The problem — Report every line in the rows below that contains the string "image", copying each one in full.

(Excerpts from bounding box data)
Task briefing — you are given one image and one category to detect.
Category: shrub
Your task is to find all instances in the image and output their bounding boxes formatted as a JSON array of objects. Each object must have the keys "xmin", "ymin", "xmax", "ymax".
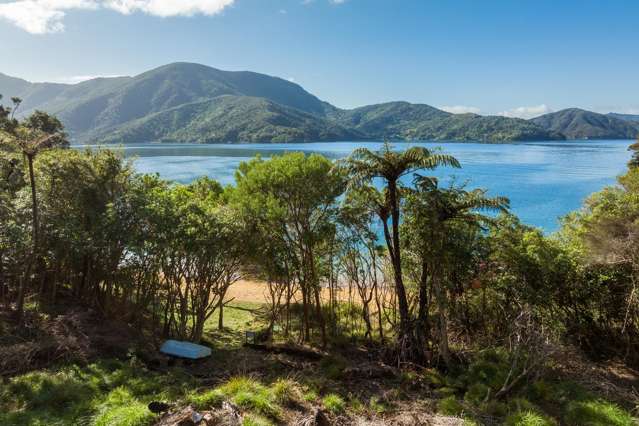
[
  {"xmin": 504, "ymin": 411, "xmax": 557, "ymax": 426},
  {"xmin": 187, "ymin": 389, "xmax": 224, "ymax": 410},
  {"xmin": 319, "ymin": 356, "xmax": 347, "ymax": 380},
  {"xmin": 564, "ymin": 400, "xmax": 636, "ymax": 426},
  {"xmin": 368, "ymin": 396, "xmax": 389, "ymax": 414},
  {"xmin": 242, "ymin": 414, "xmax": 273, "ymax": 426},
  {"xmin": 95, "ymin": 387, "xmax": 155, "ymax": 426},
  {"xmin": 437, "ymin": 396, "xmax": 464, "ymax": 416},
  {"xmin": 272, "ymin": 379, "xmax": 300, "ymax": 404},
  {"xmin": 218, "ymin": 377, "xmax": 282, "ymax": 419},
  {"xmin": 464, "ymin": 383, "xmax": 490, "ymax": 405},
  {"xmin": 322, "ymin": 393, "xmax": 346, "ymax": 414},
  {"xmin": 302, "ymin": 389, "xmax": 318, "ymax": 402}
]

Output of the exercise —
Task briefing — you are given one image and one category to detect.
Your task is to find all instances in the image and output their bounding boxes formatted as a JSON array of objects. Each object must have the keys "xmin", "ymin", "xmax", "ymax".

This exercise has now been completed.